**What you need to do**
1: Answer these questions using the Twin Peaks recap.
(a) Where does Episode 7 fall in the first season?
(b) On what date did Episode 7 air?
(c) What does Cooper say he will go downstairs to get?
2: Resume the Twin Peaks recap after its final sentence with one more paragraph in the same voice.

━━━━━ Excerpt provided ━━━━━

Welcome, Peakers, to this week’s chapter of Twin Peaks: Revisited! We are now at the penultimate episode of the first season, where various plot points begin to converge and characters begin to show their true colors. If you are just now coming on board the Twin Peaks Revisited train, you can find all the previous Twin Peaks: Revisited columns right here and catch up.
In case you’re worried about spoilers, I won’t share any major ones in these recaps for any future episodes, so those of you new to Twin Peaks who are following along, don’t worry about me suddenly dropping the killer’s name in here or something. And if you’re new to the show and still wondering which character is which with this giant ensemble cast, what the actor’s name is, etc., as always I refer you to this link and this one, which have the old CD soundtrack scans that contain the entire season one cast and who plays them.
Episode 7: “Realization Time” – Aired May 17th, 1990
This episode picks up right where the previous one ended, with Cooper discovering a naked Audrey Horne under the sheets of his bed. Despite obviously being tempted (who can blame him?), Dale Cooper is ever the gentleman. “You’re a high school girl. I’m an agent of the FBI. This is wrong, we both know that.” Cooper realizes that what Audrey needs, more than anything, is a friend. “Now I’m gonna go downstairs and get a malt and some fries, and you’re gonna get dressed, you’re going to tell me all your troubles.” How can Audrey not fall for a guy like this??

━━━━━ Data for analysis ━━━━━

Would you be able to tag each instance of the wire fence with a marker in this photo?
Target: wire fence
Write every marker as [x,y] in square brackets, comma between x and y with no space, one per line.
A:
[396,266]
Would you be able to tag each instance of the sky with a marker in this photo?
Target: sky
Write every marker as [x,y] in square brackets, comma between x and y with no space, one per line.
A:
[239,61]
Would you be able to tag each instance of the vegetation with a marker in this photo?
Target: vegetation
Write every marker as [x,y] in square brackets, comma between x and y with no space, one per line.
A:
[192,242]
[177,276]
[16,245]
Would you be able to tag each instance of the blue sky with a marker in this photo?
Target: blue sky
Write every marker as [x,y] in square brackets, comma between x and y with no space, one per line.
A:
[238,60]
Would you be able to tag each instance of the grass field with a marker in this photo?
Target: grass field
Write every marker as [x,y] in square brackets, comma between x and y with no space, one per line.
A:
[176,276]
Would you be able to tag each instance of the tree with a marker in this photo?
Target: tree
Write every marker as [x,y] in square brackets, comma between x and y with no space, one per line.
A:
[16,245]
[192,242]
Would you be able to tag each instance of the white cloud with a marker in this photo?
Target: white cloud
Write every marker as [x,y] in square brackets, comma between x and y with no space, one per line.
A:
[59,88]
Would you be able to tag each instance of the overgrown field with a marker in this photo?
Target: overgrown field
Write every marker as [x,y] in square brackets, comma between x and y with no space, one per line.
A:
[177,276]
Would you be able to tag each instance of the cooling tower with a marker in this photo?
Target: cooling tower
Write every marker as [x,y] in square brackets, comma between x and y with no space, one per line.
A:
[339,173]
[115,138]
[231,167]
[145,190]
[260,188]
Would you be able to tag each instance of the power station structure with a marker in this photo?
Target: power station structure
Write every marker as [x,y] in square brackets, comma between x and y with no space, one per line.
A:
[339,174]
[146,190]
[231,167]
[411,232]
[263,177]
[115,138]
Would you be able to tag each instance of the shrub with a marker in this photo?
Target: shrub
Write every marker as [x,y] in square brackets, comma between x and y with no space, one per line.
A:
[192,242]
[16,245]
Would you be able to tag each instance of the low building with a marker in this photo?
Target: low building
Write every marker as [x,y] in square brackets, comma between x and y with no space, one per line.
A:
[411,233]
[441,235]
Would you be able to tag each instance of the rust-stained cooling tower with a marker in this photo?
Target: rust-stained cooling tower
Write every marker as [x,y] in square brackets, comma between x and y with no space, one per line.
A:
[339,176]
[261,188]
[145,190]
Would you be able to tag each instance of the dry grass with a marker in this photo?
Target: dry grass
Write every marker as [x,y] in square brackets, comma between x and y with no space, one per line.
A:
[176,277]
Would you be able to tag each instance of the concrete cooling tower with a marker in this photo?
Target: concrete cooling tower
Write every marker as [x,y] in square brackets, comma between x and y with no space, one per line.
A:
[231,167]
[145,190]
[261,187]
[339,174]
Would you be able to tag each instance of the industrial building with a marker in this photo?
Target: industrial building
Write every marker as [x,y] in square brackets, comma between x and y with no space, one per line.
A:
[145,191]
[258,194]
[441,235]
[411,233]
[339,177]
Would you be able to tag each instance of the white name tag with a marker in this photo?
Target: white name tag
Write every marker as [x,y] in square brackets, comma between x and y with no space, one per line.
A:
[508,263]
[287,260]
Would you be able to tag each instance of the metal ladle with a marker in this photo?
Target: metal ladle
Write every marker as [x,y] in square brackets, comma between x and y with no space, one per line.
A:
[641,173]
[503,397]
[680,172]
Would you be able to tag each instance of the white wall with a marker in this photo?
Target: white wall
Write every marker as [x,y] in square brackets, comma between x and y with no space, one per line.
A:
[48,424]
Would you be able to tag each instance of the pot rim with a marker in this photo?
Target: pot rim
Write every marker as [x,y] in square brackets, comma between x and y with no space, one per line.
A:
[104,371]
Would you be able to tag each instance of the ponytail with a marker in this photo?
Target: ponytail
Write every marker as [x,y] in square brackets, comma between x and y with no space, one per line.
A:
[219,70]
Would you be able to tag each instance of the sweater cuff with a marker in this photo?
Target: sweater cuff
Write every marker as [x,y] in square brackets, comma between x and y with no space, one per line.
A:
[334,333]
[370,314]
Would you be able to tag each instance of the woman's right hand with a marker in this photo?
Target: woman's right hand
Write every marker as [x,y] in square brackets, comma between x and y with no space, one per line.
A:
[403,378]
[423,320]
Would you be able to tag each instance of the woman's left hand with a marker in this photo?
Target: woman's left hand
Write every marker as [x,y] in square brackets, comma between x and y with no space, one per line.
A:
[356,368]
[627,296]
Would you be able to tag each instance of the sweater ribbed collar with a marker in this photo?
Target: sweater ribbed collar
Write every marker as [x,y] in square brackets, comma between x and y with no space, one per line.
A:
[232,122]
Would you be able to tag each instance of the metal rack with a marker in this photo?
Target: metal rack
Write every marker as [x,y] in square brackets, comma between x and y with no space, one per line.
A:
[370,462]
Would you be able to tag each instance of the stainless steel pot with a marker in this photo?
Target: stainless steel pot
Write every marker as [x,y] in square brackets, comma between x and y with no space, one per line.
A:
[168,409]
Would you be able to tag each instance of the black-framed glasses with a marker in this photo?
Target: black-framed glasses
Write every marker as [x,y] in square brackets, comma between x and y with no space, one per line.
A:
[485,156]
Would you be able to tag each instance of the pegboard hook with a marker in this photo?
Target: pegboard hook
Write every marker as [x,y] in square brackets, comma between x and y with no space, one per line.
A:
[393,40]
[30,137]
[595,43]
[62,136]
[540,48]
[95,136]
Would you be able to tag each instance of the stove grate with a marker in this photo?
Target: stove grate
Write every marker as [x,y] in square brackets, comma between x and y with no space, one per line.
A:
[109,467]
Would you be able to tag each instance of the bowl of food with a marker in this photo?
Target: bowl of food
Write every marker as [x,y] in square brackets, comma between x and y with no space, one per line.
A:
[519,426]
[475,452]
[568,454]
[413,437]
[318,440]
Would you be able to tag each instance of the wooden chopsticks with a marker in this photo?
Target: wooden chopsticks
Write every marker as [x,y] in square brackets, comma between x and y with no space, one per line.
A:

━━━━━

**Answers to the exercise**
1:
(a) It is the penultimate episode of the first season.
(b) May 17th, 1990.
(c) A malt and some fries.

2:
The next morning at the Sheriff’s station, Deputy Andy is wondering why Lucy is giving him so much attitude. He doesn’t really get an answer, just more snark, but then Lucy’s doctor calls her, and it’s pretty obvious she just got the baby bomb dropped on her. In the conference room, Truman and Doc Hayward are trying to get Waldo, Jacques’ myna bird from his cabin, to start talking. Myna birds are mimickers, and since it was there at the cabin the night that Laura and Ronette were there, it might have something to say. Cooper leaves his tape recorder, which is voice activated, in case Waldo decides to start yappin.’ Coop knows they have to question Jacques at One Eyed Jack’s, but being that it’s on the Canadian side of the border, they have no legal jurisdiction as the police or as the FBI. This is a job for the Bookhouse Boys.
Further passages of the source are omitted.